Exercise aim: From the first line to the last, copy the data below word for word.

[Records provided Boundary: Start]

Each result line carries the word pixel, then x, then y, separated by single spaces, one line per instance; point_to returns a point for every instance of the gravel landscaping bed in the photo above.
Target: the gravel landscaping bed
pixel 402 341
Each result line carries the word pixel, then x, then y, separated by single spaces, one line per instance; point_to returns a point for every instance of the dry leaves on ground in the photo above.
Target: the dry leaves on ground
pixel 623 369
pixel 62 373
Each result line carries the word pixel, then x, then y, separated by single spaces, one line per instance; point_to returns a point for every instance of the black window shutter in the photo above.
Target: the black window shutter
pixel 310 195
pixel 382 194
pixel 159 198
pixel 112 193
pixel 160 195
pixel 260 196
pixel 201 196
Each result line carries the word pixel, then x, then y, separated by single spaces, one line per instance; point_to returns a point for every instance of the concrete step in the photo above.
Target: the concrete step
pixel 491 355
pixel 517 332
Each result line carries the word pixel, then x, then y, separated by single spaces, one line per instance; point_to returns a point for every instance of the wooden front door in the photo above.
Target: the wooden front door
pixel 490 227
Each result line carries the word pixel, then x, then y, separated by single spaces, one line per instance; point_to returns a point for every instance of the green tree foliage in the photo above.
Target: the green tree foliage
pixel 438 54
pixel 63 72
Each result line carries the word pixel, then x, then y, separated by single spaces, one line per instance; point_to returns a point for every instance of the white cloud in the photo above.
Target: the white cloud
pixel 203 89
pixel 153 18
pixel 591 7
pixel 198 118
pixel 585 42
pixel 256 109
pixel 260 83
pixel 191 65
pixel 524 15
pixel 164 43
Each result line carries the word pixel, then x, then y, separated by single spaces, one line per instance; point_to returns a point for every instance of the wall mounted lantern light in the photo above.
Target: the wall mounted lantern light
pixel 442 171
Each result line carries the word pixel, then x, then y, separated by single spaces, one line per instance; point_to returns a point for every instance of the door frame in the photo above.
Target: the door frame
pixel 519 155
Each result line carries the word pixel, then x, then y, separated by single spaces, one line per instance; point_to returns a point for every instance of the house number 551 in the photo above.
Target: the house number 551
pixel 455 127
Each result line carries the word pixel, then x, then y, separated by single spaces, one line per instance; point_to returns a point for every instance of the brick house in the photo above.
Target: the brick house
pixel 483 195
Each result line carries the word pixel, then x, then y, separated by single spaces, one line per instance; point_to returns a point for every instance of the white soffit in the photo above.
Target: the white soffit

[Records provided Boundary: End]

Task answer:
Each result line carries the word pixel, then x, then y, separated by single spaces, one line per instance; point_to returns a point for every instance of the gravel landscaping bed in the photo above.
Target: the gravel landscaping bed
pixel 402 341
Each result line carries the word pixel, then x, then y, separated by single spaces, one line per instance; point_to returns a point for every instance of the dry leaves on ground in the photo above.
Target: the dry leaves on ground
pixel 623 369
pixel 62 373
Each result line carries the word pixel, then x, then y, separated by single spaces, one line per instance; point_to returns a point for every instance of the black window shutter in the photo above.
Target: the black window shutter
pixel 310 195
pixel 382 194
pixel 159 198
pixel 112 193
pixel 160 195
pixel 260 196
pixel 201 196
Each result line carries the word pixel, then x, then y, separated by single spaces, one line per instance; point_to returns a point for every instance of the concrete step in the photo above.
Target: the concrete step
pixel 491 355
pixel 517 332
Each result line carries the word pixel, then x, then y, separated by single spaces, one line per instance; point_to returns a point for every instance of the wooden front door in the photo above.
Target: the wooden front door
pixel 490 227
Each result line carries the word pixel, then x, then y, separated by single spaces, one line per instance; point_to returns a point for every instance of the green tree foliage in the photo above.
Target: the green tree foliage
pixel 438 54
pixel 63 72
Each result line carries the word pixel, then x, then y, separated by single spaces, one line per instance; point_to returns a point for every instance of the white cloud in the photo above.
Target: the white cloud
pixel 203 89
pixel 153 18
pixel 591 7
pixel 198 118
pixel 585 42
pixel 256 109
pixel 260 83
pixel 191 65
pixel 524 15
pixel 164 43
Each result line carries the word pixel, then x, then y, separated by single spaces, one line per instance; point_to returns a point for every instance of the wall mounted lantern light in the photo above.
Target: the wall mounted lantern light
pixel 442 171
Each result line carries the word pixel, then x, then y, separated by single spaces, one line per instance; point_to returns a point for every instance of the door frame in the photo above.
Target: the door frame
pixel 519 155
Each result line carries the word pixel, then x, then y, separated by single spaces, one line per instance; point_to returns a point for every instance of the house number 551 in the photo above.
Target: the house number 551
pixel 455 127
Each result line carries the word pixel, then x, then y, separated by single spaces, one line per instance; point_to returns a point for every instance of the brick house in the photo above.
Target: the brick house
pixel 483 195
Each result line carries the word pixel, then x, then y, separated by single spaces, one line per instance; point_to returns a point for every instance of the white soffit in the photo above.
Target: the white soffit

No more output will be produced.